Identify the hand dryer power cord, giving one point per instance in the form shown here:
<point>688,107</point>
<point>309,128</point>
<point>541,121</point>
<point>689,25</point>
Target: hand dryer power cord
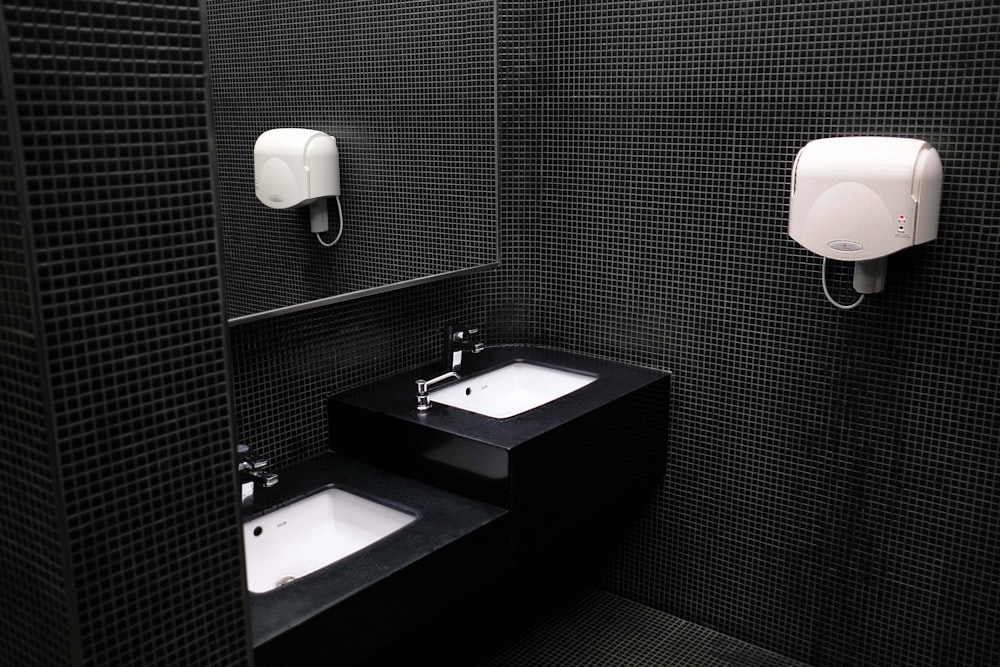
<point>340,231</point>
<point>830,298</point>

» What is being asked: The whole listing, minus its images, should be repeated exactly.

» Solution:
Identify the hand dryer power cord, giving one point per instance in the form shown here:
<point>688,107</point>
<point>309,128</point>
<point>541,121</point>
<point>689,25</point>
Target: hand dryer power cord
<point>340,231</point>
<point>830,298</point>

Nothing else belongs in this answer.